▶ _Description of the task_: Output each line of the data below as a JSON list of strings, with one string per line and blank lines omitted.

[Stored items]
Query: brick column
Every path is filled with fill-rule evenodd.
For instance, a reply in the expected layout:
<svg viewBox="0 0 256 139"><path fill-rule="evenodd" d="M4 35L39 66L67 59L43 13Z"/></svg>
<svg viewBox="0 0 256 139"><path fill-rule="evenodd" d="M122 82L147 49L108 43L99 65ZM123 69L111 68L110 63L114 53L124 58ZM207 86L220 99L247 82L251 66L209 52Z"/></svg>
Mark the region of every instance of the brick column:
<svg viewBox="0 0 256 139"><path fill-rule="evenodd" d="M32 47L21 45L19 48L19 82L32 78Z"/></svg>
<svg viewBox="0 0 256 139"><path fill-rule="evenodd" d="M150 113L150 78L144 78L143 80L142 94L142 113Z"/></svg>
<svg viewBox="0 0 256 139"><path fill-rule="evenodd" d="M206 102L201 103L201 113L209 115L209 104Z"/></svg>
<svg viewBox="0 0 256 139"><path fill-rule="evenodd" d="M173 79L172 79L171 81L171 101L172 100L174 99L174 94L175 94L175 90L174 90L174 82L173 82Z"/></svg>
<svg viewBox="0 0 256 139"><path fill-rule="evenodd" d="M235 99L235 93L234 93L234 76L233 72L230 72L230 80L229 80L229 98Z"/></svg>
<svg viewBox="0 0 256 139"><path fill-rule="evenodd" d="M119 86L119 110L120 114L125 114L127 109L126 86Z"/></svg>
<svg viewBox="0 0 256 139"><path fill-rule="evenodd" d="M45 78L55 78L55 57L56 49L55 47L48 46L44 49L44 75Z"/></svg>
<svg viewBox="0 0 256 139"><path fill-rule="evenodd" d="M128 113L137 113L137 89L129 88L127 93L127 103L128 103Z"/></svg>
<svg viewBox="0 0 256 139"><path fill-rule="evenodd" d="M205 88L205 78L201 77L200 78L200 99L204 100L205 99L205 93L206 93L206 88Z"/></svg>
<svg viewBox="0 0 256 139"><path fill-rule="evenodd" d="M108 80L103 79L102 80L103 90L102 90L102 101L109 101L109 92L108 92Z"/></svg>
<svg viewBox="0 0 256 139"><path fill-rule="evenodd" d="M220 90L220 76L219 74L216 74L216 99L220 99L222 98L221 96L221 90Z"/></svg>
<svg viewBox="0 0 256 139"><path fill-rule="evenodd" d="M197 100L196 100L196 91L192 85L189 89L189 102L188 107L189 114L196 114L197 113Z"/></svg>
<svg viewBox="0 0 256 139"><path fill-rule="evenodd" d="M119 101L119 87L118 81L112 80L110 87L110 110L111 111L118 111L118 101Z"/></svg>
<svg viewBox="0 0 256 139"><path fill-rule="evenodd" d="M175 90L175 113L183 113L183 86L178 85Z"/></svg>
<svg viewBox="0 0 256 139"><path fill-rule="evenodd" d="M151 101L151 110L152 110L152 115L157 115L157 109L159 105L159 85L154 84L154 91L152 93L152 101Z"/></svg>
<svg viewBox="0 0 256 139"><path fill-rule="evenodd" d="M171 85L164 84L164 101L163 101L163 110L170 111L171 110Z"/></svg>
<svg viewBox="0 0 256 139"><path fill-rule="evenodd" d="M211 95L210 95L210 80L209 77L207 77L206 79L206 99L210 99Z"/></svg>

▶ _Task output_:
[
  "Query: brick column",
  "Every path is filled with fill-rule evenodd.",
  "For instance, a reply in the expected layout:",
  "<svg viewBox=\"0 0 256 139\"><path fill-rule=\"evenodd\" d=\"M4 35L39 66L67 59L43 13Z\"/></svg>",
  "<svg viewBox=\"0 0 256 139\"><path fill-rule=\"evenodd\" d=\"M122 82L147 49L108 43L99 65ZM123 69L111 68L110 63L114 53L124 58ZM207 86L220 99L247 82L251 66L209 52Z\"/></svg>",
  "Mark the region of every instance of the brick column:",
  "<svg viewBox=\"0 0 256 139\"><path fill-rule=\"evenodd\" d=\"M32 47L21 45L19 48L19 82L32 78Z\"/></svg>",
  "<svg viewBox=\"0 0 256 139\"><path fill-rule=\"evenodd\" d=\"M150 113L150 78L144 78L143 80L142 94L142 113Z\"/></svg>",
  "<svg viewBox=\"0 0 256 139\"><path fill-rule=\"evenodd\" d=\"M206 102L201 103L201 113L209 115L209 104Z\"/></svg>",
  "<svg viewBox=\"0 0 256 139\"><path fill-rule=\"evenodd\" d=\"M173 79L172 79L171 81L171 101L172 100L174 99L174 94L175 94L175 90L174 90L174 82L173 82Z\"/></svg>",
  "<svg viewBox=\"0 0 256 139\"><path fill-rule=\"evenodd\" d=\"M235 99L235 93L234 93L234 76L233 72L230 72L230 80L229 80L229 98Z\"/></svg>",
  "<svg viewBox=\"0 0 256 139\"><path fill-rule=\"evenodd\" d=\"M119 86L119 110L120 114L125 114L127 109L126 86Z\"/></svg>",
  "<svg viewBox=\"0 0 256 139\"><path fill-rule=\"evenodd\" d=\"M45 78L55 78L55 57L56 49L55 47L48 46L44 49L44 75Z\"/></svg>",
  "<svg viewBox=\"0 0 256 139\"><path fill-rule=\"evenodd\" d=\"M128 113L137 113L137 89L129 88L127 93L127 103L128 103Z\"/></svg>",
  "<svg viewBox=\"0 0 256 139\"><path fill-rule=\"evenodd\" d=\"M205 88L205 78L201 77L200 78L200 99L204 100L205 99L205 93L206 93L206 88Z\"/></svg>",
  "<svg viewBox=\"0 0 256 139\"><path fill-rule=\"evenodd\" d=\"M108 80L103 79L102 80L103 90L102 90L102 101L109 101L109 92L108 92Z\"/></svg>",
  "<svg viewBox=\"0 0 256 139\"><path fill-rule=\"evenodd\" d=\"M220 90L220 76L219 74L216 74L216 99L220 99L222 98L221 96L221 90Z\"/></svg>",
  "<svg viewBox=\"0 0 256 139\"><path fill-rule=\"evenodd\" d=\"M197 100L196 100L196 91L192 85L189 89L189 102L188 107L189 114L196 114L197 113Z\"/></svg>",
  "<svg viewBox=\"0 0 256 139\"><path fill-rule=\"evenodd\" d=\"M119 101L119 87L118 81L112 80L110 87L110 110L111 111L118 111L118 101Z\"/></svg>",
  "<svg viewBox=\"0 0 256 139\"><path fill-rule=\"evenodd\" d=\"M175 90L175 113L183 113L183 86L178 85Z\"/></svg>",
  "<svg viewBox=\"0 0 256 139\"><path fill-rule=\"evenodd\" d=\"M151 101L151 110L152 110L152 115L157 115L157 109L159 105L159 85L154 84L154 91L152 93L152 101Z\"/></svg>",
  "<svg viewBox=\"0 0 256 139\"><path fill-rule=\"evenodd\" d=\"M171 85L164 84L164 101L163 101L163 110L170 111L171 110Z\"/></svg>",
  "<svg viewBox=\"0 0 256 139\"><path fill-rule=\"evenodd\" d=\"M211 95L210 95L210 80L209 77L207 77L206 79L206 99L210 99Z\"/></svg>"
]